__Problem__: Write out the following listing's lines from the one with "Place a point on each instance of the chair" to the one with "Place a point on each instance of the yellow vinyl", exactly, with both included and no others.

---

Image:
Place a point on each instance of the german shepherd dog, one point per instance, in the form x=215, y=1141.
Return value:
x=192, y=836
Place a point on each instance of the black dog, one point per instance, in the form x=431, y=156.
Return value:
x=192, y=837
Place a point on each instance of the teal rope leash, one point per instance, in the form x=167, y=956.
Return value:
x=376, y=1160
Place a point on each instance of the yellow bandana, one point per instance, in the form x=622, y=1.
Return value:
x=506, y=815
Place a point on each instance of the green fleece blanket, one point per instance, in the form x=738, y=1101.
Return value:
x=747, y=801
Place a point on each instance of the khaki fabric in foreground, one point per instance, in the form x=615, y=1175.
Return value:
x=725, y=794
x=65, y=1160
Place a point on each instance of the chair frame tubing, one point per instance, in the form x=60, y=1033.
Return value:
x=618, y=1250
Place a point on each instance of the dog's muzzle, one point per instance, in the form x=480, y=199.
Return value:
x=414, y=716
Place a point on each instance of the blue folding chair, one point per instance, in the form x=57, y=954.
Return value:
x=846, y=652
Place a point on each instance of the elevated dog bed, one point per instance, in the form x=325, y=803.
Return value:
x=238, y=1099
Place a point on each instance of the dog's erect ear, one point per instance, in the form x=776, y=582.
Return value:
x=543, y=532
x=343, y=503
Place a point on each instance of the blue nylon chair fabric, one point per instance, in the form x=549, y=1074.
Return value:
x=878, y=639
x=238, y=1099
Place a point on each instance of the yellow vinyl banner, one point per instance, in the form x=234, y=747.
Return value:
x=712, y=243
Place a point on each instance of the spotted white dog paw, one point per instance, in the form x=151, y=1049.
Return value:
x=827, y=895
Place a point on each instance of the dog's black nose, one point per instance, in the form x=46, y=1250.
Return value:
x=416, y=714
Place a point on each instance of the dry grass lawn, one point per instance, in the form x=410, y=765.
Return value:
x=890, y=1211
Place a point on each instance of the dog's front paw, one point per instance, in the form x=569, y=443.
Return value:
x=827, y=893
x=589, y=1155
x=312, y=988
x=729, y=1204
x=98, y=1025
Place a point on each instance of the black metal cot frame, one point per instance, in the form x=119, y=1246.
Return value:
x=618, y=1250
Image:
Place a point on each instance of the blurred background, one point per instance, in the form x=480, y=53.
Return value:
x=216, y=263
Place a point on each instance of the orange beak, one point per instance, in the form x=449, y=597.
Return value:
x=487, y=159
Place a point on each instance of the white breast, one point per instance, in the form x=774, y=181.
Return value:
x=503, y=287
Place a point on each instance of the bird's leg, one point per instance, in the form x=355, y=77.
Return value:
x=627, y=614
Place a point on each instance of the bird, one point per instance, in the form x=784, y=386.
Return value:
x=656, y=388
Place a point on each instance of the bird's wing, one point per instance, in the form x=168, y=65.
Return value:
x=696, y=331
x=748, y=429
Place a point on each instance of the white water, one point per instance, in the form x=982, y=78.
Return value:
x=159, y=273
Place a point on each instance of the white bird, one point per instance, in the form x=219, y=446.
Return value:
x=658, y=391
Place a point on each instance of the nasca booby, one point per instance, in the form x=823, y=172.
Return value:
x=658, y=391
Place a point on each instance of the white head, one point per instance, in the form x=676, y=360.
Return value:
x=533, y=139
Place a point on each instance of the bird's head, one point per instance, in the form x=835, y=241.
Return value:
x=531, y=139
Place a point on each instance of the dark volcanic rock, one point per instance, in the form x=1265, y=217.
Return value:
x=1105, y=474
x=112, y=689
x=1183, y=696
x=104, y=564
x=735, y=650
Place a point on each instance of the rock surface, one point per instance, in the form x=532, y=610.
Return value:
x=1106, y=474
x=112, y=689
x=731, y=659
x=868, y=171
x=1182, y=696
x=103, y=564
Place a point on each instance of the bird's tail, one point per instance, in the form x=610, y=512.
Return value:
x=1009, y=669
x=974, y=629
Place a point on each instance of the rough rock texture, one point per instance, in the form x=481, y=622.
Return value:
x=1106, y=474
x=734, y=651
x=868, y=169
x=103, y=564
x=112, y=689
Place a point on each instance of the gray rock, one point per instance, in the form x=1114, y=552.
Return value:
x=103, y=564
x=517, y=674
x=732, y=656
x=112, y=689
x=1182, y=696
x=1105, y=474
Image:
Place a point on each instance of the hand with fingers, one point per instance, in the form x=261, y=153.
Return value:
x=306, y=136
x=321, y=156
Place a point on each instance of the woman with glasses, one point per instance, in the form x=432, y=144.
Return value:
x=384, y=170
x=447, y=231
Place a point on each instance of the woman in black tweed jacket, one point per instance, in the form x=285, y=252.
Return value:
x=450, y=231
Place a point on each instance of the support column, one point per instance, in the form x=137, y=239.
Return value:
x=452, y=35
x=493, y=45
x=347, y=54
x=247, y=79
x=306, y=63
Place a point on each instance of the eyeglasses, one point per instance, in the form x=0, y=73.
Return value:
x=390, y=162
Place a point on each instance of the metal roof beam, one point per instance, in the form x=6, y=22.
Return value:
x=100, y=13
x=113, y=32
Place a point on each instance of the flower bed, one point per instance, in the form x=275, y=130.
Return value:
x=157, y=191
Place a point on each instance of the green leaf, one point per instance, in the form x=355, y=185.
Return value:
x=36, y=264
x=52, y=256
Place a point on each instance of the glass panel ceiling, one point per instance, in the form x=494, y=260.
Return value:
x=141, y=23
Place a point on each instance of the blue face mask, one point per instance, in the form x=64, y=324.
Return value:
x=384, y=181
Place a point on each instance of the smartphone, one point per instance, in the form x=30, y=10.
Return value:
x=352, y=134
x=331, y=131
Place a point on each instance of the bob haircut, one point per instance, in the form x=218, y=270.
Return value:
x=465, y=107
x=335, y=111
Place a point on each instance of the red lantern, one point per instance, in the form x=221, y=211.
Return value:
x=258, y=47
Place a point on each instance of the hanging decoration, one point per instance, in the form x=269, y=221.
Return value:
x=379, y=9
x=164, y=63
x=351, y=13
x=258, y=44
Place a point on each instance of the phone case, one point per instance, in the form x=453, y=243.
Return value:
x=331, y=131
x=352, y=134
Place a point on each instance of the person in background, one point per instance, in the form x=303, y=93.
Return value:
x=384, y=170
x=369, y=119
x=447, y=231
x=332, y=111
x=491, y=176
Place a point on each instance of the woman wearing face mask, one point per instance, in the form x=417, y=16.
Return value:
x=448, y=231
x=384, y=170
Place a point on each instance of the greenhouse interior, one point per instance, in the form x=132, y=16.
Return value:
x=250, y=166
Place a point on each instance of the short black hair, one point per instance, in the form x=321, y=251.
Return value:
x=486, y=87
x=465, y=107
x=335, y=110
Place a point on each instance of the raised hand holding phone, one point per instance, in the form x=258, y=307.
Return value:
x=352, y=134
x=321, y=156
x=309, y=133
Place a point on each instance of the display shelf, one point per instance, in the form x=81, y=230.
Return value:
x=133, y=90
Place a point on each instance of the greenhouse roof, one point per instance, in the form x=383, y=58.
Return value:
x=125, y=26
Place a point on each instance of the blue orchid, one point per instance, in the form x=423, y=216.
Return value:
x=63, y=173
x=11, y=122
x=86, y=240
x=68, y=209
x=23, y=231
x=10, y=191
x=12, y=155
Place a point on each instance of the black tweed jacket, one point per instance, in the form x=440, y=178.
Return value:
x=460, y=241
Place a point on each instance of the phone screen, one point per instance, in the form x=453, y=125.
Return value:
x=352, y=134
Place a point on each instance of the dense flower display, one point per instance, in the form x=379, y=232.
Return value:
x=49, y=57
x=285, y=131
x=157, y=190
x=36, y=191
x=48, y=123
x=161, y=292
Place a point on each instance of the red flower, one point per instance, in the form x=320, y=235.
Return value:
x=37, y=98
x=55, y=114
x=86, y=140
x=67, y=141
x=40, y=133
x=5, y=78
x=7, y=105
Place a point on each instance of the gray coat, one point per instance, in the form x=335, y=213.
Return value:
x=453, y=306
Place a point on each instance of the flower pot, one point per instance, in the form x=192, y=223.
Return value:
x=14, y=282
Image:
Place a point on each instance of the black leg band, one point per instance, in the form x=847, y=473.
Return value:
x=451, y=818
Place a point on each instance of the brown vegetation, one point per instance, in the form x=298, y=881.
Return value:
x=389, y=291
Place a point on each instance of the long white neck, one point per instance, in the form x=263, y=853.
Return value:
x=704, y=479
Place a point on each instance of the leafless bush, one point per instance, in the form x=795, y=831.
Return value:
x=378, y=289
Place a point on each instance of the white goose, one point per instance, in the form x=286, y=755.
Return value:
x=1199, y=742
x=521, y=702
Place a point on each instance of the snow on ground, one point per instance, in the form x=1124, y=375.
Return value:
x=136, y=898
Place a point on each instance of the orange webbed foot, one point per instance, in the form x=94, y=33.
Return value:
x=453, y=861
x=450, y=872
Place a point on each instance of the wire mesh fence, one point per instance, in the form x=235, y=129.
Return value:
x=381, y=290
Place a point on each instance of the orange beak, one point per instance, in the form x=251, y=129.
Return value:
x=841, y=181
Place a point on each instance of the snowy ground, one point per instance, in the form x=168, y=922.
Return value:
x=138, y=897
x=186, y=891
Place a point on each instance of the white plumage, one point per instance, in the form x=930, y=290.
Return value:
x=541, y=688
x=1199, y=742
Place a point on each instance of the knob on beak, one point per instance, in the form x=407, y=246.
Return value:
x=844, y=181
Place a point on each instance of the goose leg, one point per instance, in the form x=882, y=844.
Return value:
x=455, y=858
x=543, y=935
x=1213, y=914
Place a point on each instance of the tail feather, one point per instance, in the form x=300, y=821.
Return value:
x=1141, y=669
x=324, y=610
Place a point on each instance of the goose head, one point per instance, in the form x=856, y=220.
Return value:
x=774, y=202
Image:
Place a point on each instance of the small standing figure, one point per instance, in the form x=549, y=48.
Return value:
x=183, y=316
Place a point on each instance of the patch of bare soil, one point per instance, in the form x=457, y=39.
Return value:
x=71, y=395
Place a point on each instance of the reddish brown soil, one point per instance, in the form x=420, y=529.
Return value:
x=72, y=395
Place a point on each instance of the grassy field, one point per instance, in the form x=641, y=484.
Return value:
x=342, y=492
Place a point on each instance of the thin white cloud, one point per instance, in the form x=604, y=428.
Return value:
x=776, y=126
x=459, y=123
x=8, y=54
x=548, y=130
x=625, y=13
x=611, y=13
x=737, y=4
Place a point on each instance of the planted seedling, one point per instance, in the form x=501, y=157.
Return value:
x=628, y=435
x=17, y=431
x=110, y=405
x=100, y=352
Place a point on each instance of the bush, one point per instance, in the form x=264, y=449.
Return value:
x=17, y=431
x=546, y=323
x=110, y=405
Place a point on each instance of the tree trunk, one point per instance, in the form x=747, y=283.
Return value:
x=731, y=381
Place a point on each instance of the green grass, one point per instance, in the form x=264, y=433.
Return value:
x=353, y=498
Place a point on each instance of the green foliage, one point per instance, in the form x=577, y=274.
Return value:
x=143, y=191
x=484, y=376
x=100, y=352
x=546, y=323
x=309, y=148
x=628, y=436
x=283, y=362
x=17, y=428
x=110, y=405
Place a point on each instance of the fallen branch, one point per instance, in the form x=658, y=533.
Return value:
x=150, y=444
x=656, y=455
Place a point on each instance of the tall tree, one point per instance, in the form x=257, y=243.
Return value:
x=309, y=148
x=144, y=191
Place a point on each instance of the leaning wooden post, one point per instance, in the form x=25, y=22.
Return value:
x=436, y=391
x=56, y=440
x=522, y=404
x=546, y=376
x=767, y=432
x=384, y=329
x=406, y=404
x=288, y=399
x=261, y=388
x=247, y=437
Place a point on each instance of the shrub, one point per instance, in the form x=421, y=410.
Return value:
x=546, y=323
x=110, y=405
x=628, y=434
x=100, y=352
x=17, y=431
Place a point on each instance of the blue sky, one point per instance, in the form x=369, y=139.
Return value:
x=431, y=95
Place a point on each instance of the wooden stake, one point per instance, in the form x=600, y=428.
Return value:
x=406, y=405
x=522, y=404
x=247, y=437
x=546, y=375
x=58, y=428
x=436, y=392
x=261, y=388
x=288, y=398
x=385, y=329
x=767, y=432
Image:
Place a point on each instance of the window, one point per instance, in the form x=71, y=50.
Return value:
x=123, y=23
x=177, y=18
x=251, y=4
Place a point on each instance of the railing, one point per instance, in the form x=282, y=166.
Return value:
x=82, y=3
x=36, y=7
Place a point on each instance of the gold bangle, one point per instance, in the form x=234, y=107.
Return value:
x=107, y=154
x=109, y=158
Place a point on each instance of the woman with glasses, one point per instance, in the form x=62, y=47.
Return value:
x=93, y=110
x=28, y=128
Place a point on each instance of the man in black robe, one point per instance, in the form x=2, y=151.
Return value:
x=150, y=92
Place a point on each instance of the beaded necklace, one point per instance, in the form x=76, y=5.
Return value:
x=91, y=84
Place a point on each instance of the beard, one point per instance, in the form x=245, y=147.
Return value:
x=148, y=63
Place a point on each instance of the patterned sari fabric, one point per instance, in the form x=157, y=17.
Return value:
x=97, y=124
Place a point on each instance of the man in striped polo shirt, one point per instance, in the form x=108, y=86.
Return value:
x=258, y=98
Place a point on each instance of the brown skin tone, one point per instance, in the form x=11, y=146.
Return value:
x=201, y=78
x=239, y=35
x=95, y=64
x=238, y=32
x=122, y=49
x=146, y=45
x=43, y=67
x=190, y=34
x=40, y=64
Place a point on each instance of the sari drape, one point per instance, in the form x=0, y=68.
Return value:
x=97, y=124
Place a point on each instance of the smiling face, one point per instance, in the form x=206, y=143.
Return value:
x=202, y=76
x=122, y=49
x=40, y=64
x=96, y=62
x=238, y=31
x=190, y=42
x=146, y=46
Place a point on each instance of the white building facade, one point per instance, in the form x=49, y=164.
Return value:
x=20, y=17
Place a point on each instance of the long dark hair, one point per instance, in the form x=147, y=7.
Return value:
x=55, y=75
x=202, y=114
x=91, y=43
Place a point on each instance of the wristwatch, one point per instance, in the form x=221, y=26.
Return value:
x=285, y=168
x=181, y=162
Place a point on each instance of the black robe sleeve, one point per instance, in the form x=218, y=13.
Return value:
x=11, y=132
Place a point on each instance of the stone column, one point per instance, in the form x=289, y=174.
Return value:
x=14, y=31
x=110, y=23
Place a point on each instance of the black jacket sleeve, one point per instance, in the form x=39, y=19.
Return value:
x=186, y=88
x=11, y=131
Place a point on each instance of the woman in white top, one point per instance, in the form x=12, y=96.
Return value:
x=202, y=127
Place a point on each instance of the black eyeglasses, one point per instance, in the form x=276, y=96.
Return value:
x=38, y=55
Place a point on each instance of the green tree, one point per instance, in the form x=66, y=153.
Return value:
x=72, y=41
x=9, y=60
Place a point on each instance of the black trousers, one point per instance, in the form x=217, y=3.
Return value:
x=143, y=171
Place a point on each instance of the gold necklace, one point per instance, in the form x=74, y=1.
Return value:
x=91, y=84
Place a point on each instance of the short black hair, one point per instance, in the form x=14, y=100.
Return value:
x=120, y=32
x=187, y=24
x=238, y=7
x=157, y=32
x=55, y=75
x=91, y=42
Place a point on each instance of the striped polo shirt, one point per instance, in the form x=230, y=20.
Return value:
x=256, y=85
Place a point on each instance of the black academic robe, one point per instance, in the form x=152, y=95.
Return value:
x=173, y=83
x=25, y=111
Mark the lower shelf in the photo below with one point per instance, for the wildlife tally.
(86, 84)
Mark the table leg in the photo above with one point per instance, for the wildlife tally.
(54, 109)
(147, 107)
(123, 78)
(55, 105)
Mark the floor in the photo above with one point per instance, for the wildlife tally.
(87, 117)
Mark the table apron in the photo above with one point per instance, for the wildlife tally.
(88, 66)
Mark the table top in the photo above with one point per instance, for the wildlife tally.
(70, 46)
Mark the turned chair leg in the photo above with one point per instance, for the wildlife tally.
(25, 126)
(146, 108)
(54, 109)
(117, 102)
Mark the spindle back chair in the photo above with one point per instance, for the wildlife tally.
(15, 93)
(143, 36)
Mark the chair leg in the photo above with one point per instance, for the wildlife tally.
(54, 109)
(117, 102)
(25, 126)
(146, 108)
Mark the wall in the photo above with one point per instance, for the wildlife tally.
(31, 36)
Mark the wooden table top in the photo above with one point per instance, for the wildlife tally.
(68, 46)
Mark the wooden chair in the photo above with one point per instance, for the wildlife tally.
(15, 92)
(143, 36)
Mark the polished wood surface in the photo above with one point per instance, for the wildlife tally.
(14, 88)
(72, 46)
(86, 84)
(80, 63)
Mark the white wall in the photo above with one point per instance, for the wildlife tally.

---

__Response below__:
Place a point on each instance of the chair frame tubing, one point per instance, in the form x=60, y=1033.
Return value:
x=618, y=1250
Place a point on each instance of the dog's muzzle, one point per instance, in the form x=480, y=199.
Return value:
x=414, y=716
Place a point on each instance of the blue folding chair, one point per instance, in the form x=57, y=954.
Return value:
x=846, y=652
Place a point on each instance of the elevated dog bed, one point per instance, in the form x=325, y=803.
Return value:
x=238, y=1099
Place a point on each instance of the dog's erect ear, one point per instance, in the form x=776, y=582.
Return value:
x=543, y=532
x=343, y=503
Place a point on each instance of the blue nylon chair fabric, one point per instance, in the form x=549, y=1074.
Return value:
x=878, y=639
x=238, y=1099
Place a point on each instance of the yellow vinyl banner, one point per instance, in the form x=234, y=747.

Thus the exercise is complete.